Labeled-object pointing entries
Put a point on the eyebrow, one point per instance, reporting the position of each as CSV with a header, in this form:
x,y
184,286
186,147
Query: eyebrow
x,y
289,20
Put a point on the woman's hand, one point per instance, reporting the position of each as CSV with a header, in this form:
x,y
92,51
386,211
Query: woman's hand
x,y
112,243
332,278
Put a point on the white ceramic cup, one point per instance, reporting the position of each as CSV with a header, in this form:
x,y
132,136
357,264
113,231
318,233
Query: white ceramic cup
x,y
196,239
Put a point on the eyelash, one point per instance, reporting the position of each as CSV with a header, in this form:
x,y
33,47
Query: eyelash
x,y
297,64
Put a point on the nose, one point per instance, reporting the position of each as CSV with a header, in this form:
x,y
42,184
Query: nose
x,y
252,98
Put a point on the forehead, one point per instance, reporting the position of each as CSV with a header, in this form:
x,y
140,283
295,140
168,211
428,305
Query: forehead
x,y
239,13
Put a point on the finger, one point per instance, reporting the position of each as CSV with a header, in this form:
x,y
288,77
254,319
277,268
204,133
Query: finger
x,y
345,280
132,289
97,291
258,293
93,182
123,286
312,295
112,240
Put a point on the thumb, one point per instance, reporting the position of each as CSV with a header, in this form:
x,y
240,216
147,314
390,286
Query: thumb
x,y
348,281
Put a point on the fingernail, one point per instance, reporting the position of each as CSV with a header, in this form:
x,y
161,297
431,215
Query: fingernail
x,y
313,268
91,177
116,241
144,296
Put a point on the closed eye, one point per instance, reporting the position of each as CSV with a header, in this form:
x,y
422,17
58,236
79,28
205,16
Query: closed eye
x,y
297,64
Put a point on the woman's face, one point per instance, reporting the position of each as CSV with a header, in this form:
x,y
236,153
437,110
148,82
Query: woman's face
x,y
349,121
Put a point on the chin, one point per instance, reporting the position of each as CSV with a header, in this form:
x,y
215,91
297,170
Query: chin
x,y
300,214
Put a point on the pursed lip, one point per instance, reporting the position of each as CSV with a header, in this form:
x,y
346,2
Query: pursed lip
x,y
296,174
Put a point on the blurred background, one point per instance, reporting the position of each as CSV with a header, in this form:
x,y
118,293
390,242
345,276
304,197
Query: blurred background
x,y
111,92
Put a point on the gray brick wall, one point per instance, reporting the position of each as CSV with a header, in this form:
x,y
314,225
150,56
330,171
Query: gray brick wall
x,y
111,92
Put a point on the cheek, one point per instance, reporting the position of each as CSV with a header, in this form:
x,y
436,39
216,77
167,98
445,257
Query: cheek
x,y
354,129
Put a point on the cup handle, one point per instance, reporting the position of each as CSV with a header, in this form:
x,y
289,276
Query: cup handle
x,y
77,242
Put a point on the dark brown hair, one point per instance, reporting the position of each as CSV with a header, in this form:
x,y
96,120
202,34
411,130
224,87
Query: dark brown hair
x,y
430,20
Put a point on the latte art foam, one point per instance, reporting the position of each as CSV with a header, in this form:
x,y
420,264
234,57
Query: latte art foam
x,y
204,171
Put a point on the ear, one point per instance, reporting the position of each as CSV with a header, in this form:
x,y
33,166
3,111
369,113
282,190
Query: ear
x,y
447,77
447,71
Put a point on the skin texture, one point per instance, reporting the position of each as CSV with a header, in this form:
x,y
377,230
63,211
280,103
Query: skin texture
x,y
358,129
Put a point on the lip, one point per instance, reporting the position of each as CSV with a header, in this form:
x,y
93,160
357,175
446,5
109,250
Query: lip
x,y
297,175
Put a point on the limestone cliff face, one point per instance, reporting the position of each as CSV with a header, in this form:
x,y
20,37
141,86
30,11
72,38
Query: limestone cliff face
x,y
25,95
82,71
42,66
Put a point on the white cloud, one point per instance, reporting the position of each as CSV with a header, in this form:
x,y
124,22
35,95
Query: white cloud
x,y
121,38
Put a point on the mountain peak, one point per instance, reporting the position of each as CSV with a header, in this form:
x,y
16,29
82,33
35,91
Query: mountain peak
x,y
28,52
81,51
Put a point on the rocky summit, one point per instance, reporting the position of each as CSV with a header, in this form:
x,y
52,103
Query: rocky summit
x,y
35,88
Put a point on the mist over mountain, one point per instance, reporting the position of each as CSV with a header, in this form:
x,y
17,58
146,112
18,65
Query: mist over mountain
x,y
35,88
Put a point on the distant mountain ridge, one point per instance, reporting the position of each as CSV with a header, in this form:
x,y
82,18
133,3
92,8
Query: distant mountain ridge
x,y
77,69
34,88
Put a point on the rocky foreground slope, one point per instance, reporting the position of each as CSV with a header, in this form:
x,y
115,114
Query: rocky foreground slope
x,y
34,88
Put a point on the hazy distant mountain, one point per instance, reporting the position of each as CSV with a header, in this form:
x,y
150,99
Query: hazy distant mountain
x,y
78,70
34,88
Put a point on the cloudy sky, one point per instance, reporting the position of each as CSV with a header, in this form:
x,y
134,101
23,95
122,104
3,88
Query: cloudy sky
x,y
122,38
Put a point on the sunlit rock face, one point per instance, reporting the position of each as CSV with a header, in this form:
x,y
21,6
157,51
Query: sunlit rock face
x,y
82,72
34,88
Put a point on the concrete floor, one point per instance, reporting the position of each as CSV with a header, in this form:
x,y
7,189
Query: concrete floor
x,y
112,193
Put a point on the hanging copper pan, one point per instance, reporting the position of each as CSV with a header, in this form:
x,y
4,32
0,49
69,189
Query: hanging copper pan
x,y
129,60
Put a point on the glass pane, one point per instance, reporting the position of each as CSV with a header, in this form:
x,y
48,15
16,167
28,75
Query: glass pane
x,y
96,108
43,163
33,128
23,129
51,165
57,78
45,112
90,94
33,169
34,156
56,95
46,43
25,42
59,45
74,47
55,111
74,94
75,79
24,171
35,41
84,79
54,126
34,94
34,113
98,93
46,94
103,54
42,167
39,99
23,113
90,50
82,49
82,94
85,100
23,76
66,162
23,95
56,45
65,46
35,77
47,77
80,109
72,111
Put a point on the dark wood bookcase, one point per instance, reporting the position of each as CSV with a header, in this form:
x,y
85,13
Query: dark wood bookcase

◆ **WRITTEN EXERCISE**: Scale the lines starting at the one containing "Put a point on the hanging" and running through the end of the lines. Rewrite them all, requests included, with every answer coordinate multiplied by 2 and rounded to a whole number (halves up), leaving the requests and their sample coordinates unchanged.

◆ **EXERCISE OUTPUT**:
Put a point on the hanging copper pan, one point per instance, reporting the position of each as CSV with a header, in this form:
x,y
4,32
0,49
69,189
Query: hanging copper pan
x,y
258,120
Put a point on the glass pane, one point per instance, reporting the position of each as CSV with a header, in this form:
x,y
48,15
16,167
28,75
Query: glass pane
x,y
192,216
86,326
66,256
46,258
102,330
114,156
90,224
180,188
66,338
68,312
112,190
92,86
50,84
118,90
148,94
110,222
148,188
150,158
48,342
70,82
168,158
108,252
68,188
68,226
196,186
92,188
206,108
84,334
78,198
46,226
180,100
164,98
164,188
170,200
46,152
132,324
46,190
112,90
130,92
70,154
94,154
160,218
144,222
Put a point on the dark wood bookcase, one point per instance, reporting the position of each as CSV with a header, in this form:
x,y
85,13
Query: dark wood bookcase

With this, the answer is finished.